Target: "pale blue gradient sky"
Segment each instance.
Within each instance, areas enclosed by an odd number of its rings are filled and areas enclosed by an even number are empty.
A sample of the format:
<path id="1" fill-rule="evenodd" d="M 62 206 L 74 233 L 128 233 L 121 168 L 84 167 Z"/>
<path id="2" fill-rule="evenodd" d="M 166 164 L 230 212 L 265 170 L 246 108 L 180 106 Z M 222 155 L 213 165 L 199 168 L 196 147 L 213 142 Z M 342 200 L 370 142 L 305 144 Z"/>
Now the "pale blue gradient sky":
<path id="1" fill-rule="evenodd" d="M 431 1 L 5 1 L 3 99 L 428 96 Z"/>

__________________________________________________

* _Directions_:
Please revise the records starting at their first line and ending at the line that contains "62 206 L 74", changing "instance" to "object" and leaving everything else as it is. Return only those lines.

* _Correct output_:
Target: "pale blue gradient sky"
Segment each object.
Within each object, areas enclosed by an odd number of its rings are filled and areas enclosed by an even number are empty.
A sample of the format:
<path id="1" fill-rule="evenodd" d="M 62 206 L 74 233 L 128 233 L 121 168 L 84 167 Z"/>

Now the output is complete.